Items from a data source
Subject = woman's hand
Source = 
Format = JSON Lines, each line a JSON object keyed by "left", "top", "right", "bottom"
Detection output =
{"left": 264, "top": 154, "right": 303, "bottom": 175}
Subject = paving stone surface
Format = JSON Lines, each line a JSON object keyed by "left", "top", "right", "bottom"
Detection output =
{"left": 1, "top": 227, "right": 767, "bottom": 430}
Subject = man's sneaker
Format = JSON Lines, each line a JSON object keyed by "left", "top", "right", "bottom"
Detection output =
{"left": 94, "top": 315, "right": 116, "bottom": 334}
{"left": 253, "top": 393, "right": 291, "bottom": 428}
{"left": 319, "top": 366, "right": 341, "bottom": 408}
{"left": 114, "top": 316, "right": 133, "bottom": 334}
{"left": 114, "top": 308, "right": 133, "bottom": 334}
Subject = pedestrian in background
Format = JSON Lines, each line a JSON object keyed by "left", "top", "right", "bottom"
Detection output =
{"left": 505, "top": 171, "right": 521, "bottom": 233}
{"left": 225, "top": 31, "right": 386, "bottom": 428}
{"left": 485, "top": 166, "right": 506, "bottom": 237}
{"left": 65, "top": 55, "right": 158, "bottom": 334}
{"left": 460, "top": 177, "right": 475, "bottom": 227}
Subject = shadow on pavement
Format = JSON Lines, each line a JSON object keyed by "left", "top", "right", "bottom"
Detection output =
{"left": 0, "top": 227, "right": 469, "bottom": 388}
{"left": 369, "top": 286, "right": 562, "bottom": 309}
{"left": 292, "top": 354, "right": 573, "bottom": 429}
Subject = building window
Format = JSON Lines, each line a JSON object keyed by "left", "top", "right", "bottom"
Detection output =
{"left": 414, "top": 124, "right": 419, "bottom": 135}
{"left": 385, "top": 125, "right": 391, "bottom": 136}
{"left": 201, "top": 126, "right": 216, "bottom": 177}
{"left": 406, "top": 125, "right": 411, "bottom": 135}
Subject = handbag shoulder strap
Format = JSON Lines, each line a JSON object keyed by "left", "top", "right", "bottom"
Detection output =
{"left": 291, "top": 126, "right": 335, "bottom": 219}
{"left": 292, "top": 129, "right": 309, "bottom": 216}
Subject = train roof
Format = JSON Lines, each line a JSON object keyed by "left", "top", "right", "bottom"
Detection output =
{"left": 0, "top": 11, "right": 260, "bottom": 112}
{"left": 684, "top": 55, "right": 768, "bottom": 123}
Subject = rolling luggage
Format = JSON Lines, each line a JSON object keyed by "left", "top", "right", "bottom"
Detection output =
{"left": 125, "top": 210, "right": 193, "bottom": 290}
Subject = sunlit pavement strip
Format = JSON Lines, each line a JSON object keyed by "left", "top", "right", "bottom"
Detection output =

WORK REQUIRED → Check the lines above and copy each one that includes "pavement".

RESPONSE BOX →
Subject = shadow on pavement
Subject = sunlit pavement strip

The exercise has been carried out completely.